## Texte à lire:
- - - - - - -
Wietse Van Roey (26 ans) estimait que le développement spirituel manquait à son épanouissement personnel et, 23 ans après son baptême, a embrassé le christianisme.
«J’ai envisagé toutes les religions, mais avec le christianisme, les pièces du puzzle se sont assemblées. Je considère Dieu comme mon « psychologue personnel ». Je remarque qu’il subsiste encore beaucoup de préjugés à propos du christianisme. Par exemple, quand je dis que je prie, les gens pensent que je joins les mains et que je me mets à genoux. Alors que pour moi, c’est simplement une conversation, comme d’autres parlent avec eux-mêmes. Lors d’une fête, une fille s’est déjà moquée de moi quand j’ai dit que j’étais croyant. J’ai le sentiment que d’autres religions comme l’islam sont prises plus rapidement au sérieux.»
«Beaucoup de mes amis sont devenus plus croyants, mais ce n’est que récemment que nous l’avons découvert les uns des autres.»
«Beaucoup de mes amis sont devenus plus croyants, mais ce n’est que récemment que nous l’avons découvert les uns des autres. Maintenant, nous nous envoyons des TikTok sur la foi et nous nous suivons sur l’application Bible. Il m’est aussi déjà arrivé d’aller à l’église avec un ami. C’est agréable d’en parler avec des amis, mais la foi reste pour moi quelque chose de personnel.»
«Le catholicisme est une religion morte»
- - - - - - -
## Données fournies:
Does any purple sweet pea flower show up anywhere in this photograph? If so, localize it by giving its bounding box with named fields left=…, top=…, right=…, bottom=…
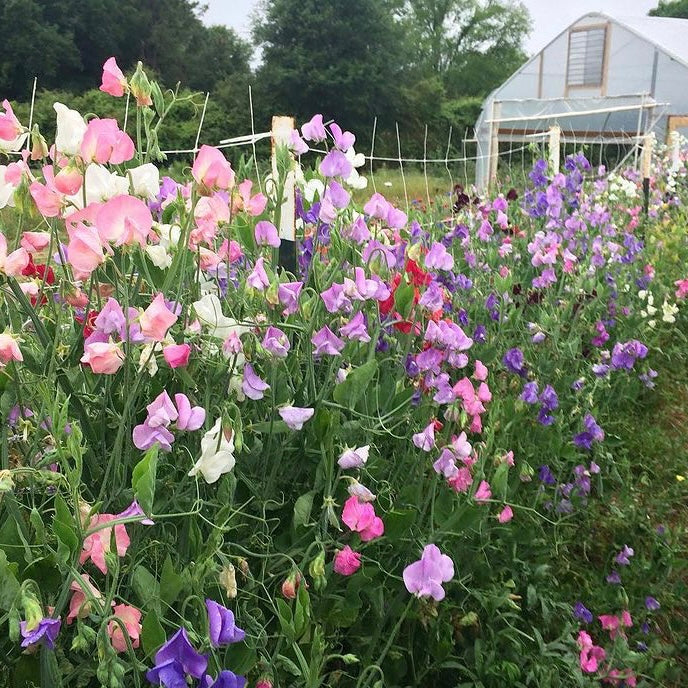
- - - - - - -
## Consignes:
(a) D'après le témoignage, combien de temps après son baptême Wietse Van Roey a-t-il embrassé le christianisme ?
(b) Résumez le témoignage en deux phrases.
(c) Citez le passage du témoignage qui s'ouvre sur les mots contenant « Wietse Van Roey » et se ferme sur « embrassé le christianisme. ».
Appuyez-vous uniquement sur le témoignage.

## Réponses par consigne:
(a) 23 ans après son baptême.

(b) Wietse Van Roey, 26 ans, a embrassé le christianisme parce qu'il estimait que le développement spirituel manquait à son épanouissement, et pour lui la prière est simplement une conversation avec Dieu, malgré les préjugés qu'il remarque. Beaucoup de ses amis sont aussi devenus plus croyants et ils échangent sur la foi via TikTok et l'application Bible, même si la foi reste pour lui quelque chose de personnel.

(c)
Wietse Van Roey (26 ans) estimait que le développement spirituel manquait à son épanouissement personnel et, 23 ans après son baptême, a embrassé le christianisme.